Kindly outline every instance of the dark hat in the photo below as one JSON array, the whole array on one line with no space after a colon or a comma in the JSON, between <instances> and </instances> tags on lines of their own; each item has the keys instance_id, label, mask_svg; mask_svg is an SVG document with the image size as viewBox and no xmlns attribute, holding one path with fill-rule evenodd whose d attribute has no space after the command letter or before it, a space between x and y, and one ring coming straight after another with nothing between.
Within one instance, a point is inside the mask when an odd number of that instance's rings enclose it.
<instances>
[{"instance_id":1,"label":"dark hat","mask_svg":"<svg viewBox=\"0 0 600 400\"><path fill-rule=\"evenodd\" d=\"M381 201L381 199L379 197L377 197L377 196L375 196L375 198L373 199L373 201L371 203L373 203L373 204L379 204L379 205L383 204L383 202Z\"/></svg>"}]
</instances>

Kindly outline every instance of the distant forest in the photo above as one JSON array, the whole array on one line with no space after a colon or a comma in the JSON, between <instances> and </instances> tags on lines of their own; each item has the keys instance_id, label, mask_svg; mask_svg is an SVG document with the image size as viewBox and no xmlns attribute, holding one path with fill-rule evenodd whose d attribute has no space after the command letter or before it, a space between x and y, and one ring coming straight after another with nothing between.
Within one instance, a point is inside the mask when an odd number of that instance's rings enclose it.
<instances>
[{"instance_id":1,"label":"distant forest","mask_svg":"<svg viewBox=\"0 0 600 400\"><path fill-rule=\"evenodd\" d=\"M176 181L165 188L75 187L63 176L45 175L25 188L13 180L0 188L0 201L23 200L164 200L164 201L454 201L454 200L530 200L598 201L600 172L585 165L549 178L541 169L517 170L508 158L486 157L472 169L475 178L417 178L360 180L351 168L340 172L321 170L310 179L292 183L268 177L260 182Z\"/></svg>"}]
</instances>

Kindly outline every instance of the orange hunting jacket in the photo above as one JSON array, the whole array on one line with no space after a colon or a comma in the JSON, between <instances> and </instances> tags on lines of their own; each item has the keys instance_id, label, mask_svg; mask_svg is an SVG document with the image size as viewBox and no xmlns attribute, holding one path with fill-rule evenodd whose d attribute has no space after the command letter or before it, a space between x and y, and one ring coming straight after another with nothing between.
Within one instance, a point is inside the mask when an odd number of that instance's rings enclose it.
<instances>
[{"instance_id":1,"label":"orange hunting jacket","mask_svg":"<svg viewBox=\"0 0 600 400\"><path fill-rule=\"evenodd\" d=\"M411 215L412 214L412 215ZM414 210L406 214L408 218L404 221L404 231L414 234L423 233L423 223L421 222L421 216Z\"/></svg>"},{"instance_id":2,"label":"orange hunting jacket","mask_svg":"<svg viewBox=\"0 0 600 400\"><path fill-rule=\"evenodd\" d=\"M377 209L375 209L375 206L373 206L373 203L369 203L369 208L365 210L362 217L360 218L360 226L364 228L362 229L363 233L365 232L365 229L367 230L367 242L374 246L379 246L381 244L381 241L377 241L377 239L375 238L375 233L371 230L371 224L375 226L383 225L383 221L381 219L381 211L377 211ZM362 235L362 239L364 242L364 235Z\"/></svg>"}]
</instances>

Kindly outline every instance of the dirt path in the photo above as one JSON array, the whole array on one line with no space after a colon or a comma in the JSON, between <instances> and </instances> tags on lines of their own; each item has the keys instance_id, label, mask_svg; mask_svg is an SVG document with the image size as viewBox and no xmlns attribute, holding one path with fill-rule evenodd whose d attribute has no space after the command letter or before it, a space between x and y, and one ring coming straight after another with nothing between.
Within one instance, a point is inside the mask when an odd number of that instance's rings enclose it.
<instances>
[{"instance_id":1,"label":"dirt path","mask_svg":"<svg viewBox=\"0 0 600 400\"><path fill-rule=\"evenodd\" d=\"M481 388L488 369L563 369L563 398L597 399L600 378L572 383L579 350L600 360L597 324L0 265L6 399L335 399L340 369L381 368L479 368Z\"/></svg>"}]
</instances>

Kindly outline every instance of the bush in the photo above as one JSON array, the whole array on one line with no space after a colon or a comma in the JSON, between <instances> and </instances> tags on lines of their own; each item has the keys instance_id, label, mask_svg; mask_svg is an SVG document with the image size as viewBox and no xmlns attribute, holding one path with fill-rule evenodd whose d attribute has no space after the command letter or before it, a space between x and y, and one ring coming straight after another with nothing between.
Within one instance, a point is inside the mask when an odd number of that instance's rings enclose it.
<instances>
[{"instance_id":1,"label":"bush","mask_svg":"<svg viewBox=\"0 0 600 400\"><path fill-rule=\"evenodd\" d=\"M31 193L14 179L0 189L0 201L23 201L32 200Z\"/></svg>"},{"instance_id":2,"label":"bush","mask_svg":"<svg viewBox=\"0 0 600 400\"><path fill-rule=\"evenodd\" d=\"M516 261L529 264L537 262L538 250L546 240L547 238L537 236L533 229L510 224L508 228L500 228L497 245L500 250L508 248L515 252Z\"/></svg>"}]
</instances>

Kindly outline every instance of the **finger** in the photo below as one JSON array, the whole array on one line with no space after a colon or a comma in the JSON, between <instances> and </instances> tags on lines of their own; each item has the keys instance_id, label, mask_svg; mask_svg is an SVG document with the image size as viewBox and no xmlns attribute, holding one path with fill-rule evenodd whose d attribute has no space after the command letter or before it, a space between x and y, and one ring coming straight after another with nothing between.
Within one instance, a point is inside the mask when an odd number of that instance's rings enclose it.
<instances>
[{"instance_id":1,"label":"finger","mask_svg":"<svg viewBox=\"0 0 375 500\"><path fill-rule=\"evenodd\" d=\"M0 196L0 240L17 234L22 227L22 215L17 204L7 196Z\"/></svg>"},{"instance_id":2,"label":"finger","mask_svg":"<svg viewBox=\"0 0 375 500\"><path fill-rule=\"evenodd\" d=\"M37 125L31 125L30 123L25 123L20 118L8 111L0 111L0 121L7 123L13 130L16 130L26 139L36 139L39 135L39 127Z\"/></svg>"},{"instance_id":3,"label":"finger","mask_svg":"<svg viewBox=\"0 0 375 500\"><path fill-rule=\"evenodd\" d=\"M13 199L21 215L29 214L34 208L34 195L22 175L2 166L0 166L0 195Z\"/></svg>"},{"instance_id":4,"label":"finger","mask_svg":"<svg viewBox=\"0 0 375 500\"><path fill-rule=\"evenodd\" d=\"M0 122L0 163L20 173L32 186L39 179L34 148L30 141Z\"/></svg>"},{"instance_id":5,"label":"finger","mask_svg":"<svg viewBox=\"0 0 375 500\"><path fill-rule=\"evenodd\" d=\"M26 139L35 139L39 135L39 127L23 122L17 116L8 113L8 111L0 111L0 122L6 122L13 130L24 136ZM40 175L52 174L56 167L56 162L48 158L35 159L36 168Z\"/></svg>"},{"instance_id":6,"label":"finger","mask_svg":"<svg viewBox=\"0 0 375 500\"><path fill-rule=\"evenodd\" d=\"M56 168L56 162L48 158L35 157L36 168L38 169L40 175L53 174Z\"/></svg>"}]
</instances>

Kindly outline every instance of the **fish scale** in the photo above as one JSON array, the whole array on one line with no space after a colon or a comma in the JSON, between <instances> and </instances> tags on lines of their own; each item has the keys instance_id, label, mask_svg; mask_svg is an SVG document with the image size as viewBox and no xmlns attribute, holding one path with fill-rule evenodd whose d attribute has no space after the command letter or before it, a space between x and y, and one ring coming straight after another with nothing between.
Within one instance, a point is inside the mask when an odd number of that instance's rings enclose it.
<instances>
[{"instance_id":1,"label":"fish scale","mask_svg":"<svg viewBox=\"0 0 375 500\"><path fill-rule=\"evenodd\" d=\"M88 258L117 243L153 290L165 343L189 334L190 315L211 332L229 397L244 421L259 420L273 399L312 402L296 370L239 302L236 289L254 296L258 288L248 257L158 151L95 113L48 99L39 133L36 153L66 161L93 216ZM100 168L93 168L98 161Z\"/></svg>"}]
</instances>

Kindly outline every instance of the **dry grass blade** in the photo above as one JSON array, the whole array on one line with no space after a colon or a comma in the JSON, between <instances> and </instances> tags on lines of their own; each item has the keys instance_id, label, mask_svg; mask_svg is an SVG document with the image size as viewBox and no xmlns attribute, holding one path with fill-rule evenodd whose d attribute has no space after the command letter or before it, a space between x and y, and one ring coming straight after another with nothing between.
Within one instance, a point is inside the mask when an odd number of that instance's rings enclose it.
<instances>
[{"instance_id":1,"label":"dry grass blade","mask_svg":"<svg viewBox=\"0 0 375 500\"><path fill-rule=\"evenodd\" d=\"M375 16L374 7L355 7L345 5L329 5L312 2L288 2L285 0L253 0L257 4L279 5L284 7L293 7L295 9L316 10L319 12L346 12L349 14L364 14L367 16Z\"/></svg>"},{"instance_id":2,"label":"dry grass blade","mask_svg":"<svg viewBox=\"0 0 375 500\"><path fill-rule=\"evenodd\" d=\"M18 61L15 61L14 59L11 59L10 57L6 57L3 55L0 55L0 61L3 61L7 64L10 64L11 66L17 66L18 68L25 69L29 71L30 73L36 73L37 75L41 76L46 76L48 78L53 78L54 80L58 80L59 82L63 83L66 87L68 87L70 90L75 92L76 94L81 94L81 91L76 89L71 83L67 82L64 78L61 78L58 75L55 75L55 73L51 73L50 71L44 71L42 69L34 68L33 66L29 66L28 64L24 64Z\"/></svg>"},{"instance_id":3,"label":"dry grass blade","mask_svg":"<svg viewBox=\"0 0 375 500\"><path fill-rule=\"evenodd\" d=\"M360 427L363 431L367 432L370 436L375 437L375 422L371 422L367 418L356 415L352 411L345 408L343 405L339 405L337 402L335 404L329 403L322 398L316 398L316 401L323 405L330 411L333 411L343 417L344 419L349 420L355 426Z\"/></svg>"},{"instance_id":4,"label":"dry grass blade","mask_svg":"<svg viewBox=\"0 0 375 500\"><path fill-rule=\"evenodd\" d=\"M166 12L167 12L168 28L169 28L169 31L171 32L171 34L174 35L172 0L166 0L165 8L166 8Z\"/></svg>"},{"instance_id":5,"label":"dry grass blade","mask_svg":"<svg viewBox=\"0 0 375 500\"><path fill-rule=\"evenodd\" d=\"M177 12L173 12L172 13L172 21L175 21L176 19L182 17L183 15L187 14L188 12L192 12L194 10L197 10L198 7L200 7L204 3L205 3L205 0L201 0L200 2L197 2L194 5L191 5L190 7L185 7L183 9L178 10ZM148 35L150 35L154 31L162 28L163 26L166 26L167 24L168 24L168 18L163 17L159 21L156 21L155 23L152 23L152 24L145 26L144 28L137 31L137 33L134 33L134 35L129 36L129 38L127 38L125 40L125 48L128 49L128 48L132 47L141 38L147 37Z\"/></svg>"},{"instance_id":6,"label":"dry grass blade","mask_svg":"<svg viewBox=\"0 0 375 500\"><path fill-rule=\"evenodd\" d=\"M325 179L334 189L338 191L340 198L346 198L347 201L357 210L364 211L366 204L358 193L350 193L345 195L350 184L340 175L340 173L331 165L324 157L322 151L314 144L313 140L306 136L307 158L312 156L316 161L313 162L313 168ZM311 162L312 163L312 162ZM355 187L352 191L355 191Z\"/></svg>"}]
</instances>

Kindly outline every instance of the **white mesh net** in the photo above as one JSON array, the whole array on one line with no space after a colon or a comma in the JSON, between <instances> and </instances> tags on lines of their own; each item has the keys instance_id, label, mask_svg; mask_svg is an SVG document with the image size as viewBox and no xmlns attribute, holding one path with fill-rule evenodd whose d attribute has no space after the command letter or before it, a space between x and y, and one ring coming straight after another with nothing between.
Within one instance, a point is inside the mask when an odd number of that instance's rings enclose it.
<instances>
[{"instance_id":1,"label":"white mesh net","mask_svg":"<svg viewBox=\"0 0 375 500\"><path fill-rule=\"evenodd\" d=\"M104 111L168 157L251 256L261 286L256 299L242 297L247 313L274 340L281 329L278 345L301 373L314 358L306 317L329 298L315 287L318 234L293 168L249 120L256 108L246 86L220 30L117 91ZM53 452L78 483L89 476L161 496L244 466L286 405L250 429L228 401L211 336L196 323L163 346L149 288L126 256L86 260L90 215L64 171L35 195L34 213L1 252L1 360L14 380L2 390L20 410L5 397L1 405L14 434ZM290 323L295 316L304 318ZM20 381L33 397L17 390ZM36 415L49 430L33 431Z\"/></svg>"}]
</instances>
☆ ☆ ☆ ☆ ☆
Work to be completed
Using the entries above, return exactly the lines from the line with "Kindly outline every instance of the **fish" to the line with "Kindly outline every instance of the **dry", counting both of those lines.

Solved exercise
Kindly outline every instance of the **fish scale** in the photo above as one JSON array, the whole array on one line with no space after a colon or a comma in the JSON, between <instances> and </instances> tags on lines of their own; each item has the keys instance_id, label, mask_svg; mask_svg is an SVG document with the image size as viewBox and no xmlns attribute, holding one path with fill-rule evenodd whose d attribute has no space after the command letter or before it, a space between x and y, and one ring coming straight after another with nothing between.
Within one instance, a point is inside the mask when an odd number of that instance's rings enclose it.
<instances>
[{"instance_id":1,"label":"fish scale","mask_svg":"<svg viewBox=\"0 0 375 500\"><path fill-rule=\"evenodd\" d=\"M88 258L117 243L153 290L165 343L189 334L190 315L211 332L229 397L244 421L259 420L273 399L312 402L296 370L239 302L236 289L254 296L258 288L248 257L158 151L95 113L48 99L39 133L36 153L66 161L93 216ZM100 168L93 168L98 161Z\"/></svg>"}]
</instances>

Kindly outline every instance of the **dry grass blade** in the photo above as one JSON array, the whole array on one line with no space after a colon or a comma in the JSON, between <instances> and </instances> tags on lines of their own; each item has the keys instance_id, label, mask_svg; mask_svg is an SVG document with the image size as viewBox and no xmlns attribute, holding one path with fill-rule evenodd whose d attribute has no space after the command letter or before it, a space between x and y, and one ring coming straight after another with nothing between.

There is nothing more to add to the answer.